----- Working data -----

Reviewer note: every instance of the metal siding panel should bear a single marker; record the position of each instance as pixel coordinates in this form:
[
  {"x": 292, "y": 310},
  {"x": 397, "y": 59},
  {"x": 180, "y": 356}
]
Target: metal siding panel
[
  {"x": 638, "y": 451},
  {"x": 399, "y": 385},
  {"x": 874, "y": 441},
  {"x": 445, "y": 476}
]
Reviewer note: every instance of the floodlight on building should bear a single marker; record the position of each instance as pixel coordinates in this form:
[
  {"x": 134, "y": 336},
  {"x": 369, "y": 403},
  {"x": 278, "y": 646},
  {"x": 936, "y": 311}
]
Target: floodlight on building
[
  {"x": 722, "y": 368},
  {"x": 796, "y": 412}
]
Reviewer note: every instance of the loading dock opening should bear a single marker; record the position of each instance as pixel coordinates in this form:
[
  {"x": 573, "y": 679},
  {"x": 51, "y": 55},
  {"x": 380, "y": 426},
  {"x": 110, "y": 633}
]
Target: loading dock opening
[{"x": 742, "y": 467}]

-----

— Task objective —
The whole listing above needs to be written out exactly.

— Task solution —
Reviewer note: every instance of the metal siding panel should bear a single marker; record the position of each instance as pixel coordinates in this form:
[
  {"x": 292, "y": 310},
  {"x": 397, "y": 59},
  {"x": 180, "y": 356}
]
Target: metal siding panel
[
  {"x": 638, "y": 451},
  {"x": 399, "y": 385},
  {"x": 874, "y": 441},
  {"x": 445, "y": 476}
]
Reviewer note: every instance of the floodlight on building should bear a single marker; record the position of each instance as pixel coordinates in this form:
[
  {"x": 134, "y": 336},
  {"x": 369, "y": 403},
  {"x": 278, "y": 646},
  {"x": 936, "y": 311}
]
Target: floodlight on building
[
  {"x": 722, "y": 368},
  {"x": 796, "y": 412}
]
Reviewer note: every instance of the loading dock opening should bear a single marker; record the position of each instance as pixel coordinates in this form:
[
  {"x": 573, "y": 679},
  {"x": 51, "y": 55},
  {"x": 380, "y": 426},
  {"x": 110, "y": 633}
]
Target: loading dock opening
[{"x": 742, "y": 467}]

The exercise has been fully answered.